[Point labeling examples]
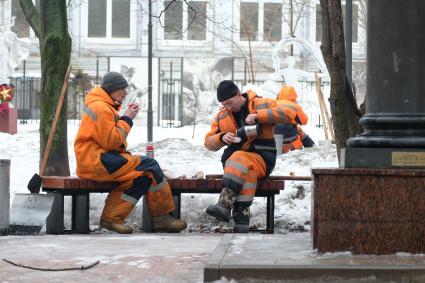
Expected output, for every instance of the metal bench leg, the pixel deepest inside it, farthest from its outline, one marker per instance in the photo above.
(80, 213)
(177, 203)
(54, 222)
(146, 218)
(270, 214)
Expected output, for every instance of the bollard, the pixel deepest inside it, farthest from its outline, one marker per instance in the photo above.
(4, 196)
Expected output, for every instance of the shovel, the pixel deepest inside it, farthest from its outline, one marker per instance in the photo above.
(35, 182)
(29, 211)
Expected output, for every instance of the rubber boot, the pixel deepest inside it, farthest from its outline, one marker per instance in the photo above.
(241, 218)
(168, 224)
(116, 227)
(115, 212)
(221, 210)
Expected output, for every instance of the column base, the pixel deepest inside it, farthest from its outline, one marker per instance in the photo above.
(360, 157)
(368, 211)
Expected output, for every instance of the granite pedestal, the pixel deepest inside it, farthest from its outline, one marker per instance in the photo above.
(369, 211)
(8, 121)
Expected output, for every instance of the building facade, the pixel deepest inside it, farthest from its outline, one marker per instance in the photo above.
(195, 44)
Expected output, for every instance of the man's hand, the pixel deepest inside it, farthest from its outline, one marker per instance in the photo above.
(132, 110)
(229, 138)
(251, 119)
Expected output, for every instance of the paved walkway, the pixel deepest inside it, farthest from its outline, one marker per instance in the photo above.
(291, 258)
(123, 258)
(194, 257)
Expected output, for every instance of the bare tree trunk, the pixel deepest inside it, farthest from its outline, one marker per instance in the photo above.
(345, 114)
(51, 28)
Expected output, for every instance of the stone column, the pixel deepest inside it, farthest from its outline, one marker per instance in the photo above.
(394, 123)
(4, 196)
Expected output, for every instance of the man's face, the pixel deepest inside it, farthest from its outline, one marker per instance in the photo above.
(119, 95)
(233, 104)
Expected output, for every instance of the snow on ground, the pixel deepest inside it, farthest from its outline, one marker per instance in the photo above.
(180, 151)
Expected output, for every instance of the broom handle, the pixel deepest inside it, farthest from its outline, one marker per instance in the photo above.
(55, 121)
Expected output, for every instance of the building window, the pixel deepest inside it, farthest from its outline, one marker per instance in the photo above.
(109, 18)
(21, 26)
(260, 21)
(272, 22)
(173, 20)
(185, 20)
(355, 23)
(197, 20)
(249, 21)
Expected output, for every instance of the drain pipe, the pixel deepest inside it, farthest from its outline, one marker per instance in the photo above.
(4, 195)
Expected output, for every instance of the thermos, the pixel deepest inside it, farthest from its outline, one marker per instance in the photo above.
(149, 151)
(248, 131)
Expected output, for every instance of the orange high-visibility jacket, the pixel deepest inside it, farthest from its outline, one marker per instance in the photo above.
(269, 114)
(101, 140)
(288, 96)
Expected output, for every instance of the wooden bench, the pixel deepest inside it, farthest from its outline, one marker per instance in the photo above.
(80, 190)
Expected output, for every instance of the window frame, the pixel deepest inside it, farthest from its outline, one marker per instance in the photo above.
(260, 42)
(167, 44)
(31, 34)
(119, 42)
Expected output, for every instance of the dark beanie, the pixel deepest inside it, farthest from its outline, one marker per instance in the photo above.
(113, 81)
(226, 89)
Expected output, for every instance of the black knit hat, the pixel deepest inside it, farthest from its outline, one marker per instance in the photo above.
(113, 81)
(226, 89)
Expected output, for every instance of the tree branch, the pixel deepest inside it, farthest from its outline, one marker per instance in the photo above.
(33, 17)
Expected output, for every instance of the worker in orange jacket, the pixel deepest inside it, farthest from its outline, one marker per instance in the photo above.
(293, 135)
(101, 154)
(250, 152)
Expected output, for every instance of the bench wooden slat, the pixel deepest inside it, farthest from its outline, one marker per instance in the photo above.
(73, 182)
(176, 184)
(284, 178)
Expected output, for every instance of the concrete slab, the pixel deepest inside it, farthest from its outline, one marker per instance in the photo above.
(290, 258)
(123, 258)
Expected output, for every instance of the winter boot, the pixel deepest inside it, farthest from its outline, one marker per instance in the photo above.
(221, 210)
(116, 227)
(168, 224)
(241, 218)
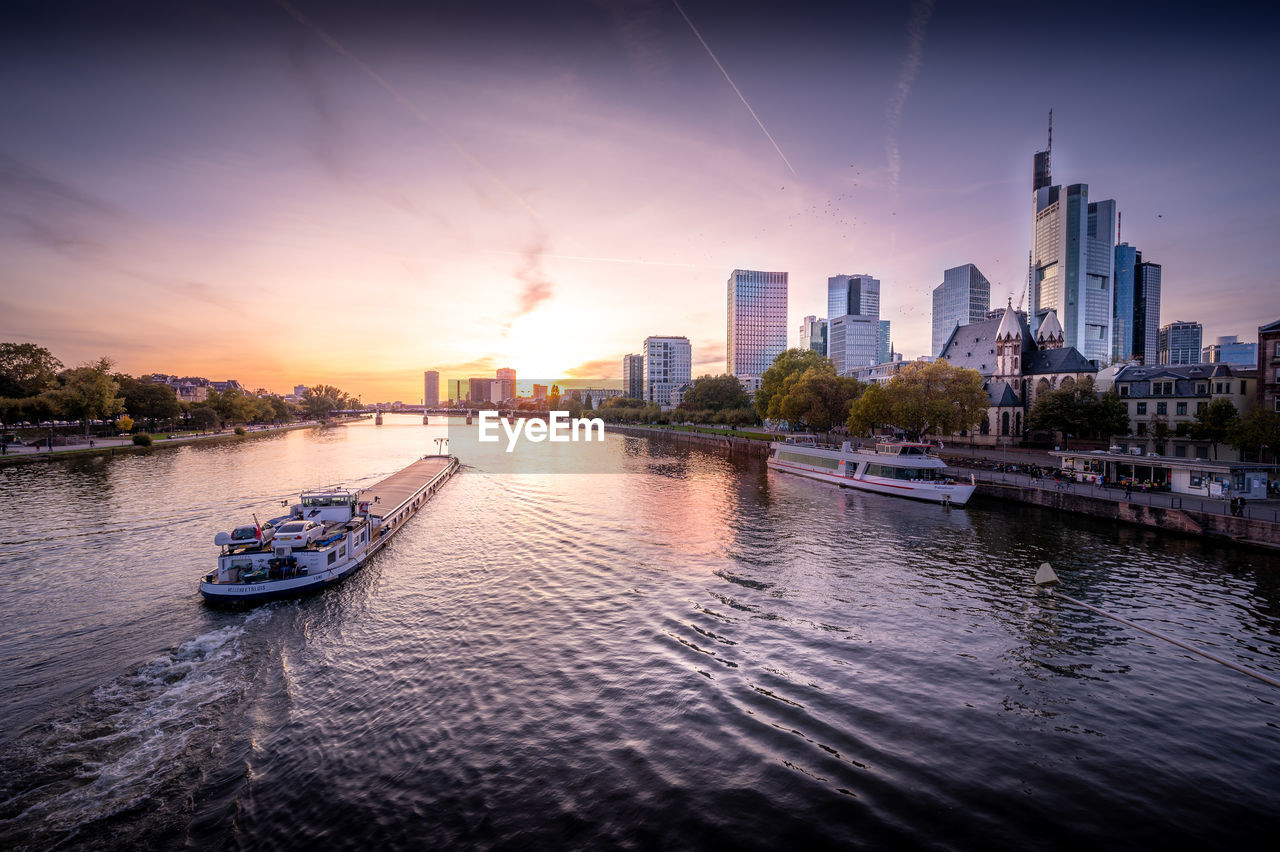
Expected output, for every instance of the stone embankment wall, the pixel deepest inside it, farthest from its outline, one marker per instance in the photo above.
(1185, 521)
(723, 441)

*Your task:* Retype the records above exactly, starting at the line that contains "Expected output, for every instance of the worker" and going through the last line, and leave out any pictures.

*Output below:*
Expected output, for every instance of the worker in orange jacket, the pixel deepest inside it, farthest from its outline, one marker per instance in the photo above.
(293, 135)
(101, 154)
(250, 152)
Expected output, for every instance of the bench wooden slat, the pixel deepest inside it, farthest from its outline, one marker per instance in the photo above.
(73, 182)
(176, 184)
(284, 178)
Expected output, for every instance of the concrete slab, the pixel deepest inside it, farthest from its outline, one marker per instance in the photo above.
(290, 258)
(123, 258)
Expected output, for every instance of the winter boot, the pixel deepest inside it, farthest from its outline, one marker per instance in the photo above.
(221, 210)
(116, 227)
(168, 224)
(241, 218)
Expected output, for every instance of the stone embankment wall, the pixel deepest inside it, farthest from its outline, one marker per instance in the photo above.
(1185, 521)
(723, 441)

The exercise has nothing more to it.